--- begin ---

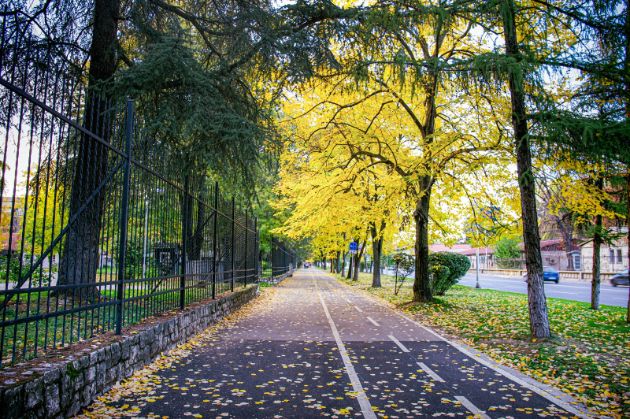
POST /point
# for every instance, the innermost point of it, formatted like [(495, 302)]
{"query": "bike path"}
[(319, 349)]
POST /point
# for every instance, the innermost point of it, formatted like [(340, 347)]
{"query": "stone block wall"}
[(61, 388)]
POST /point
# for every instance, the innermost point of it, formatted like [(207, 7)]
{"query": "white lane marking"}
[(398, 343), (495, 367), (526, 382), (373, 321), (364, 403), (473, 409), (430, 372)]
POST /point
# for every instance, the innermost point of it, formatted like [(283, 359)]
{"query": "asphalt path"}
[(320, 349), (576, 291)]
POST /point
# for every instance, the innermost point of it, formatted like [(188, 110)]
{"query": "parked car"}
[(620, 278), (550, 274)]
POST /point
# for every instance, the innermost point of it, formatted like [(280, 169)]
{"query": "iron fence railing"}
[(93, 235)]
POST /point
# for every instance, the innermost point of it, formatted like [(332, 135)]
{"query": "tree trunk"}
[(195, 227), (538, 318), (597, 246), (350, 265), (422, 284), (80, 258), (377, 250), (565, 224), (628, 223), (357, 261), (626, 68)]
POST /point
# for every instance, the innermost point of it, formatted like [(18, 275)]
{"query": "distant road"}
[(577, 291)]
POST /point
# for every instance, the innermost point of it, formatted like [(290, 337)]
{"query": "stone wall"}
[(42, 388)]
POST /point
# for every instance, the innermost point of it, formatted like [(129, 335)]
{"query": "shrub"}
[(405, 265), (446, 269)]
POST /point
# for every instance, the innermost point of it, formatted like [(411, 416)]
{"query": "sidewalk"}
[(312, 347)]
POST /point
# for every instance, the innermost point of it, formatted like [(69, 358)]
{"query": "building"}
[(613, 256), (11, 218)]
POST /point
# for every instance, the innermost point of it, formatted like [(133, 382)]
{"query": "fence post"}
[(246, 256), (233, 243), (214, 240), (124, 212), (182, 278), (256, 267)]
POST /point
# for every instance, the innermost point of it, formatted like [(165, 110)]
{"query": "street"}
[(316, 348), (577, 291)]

--- end ---
--- begin ---

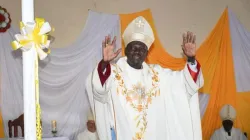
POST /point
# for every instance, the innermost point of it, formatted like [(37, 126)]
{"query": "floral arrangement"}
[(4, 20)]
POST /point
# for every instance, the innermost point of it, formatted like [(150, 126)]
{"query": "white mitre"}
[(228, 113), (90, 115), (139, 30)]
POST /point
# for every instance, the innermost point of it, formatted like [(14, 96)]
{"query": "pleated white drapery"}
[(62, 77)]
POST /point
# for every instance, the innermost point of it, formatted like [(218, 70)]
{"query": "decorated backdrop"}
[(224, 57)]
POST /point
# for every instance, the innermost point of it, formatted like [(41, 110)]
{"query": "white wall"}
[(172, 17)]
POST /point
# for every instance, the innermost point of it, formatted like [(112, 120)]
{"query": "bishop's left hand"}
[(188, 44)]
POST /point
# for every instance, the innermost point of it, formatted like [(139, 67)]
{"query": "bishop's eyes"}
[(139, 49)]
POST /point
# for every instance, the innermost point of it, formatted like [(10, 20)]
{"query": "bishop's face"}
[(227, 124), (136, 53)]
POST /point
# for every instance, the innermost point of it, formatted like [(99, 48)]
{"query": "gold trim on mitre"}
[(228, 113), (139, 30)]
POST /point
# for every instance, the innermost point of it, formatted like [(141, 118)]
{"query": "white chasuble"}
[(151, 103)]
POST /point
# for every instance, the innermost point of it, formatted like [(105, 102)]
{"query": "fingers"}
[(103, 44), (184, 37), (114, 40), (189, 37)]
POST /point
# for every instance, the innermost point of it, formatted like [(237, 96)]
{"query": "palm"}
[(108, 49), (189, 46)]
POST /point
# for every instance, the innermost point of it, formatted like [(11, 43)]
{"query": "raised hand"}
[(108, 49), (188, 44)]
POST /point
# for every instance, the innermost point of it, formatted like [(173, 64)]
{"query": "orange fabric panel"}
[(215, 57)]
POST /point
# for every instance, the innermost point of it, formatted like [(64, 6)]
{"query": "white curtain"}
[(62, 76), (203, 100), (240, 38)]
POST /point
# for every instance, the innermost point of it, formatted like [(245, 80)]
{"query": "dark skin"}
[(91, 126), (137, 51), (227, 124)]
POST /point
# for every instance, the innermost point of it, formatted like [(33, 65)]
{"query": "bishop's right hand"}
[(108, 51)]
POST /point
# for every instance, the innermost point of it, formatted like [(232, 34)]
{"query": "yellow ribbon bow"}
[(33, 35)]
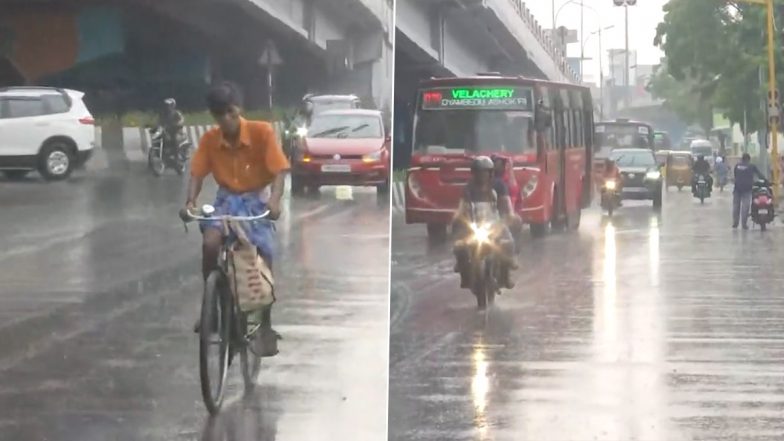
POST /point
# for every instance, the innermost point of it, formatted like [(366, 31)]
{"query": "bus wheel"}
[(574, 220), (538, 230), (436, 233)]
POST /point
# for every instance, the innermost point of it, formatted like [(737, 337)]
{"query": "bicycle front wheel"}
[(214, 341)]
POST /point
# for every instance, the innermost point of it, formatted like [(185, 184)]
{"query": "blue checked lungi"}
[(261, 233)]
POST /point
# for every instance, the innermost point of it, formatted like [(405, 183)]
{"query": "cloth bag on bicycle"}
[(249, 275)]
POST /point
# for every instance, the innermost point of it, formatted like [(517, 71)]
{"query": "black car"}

--- end ---

Find every line in the records that contains the string "bicycle" and copy each one. Case counts.

{"query": "bicycle front wheel"}
{"query": "cloth bag on bicycle"}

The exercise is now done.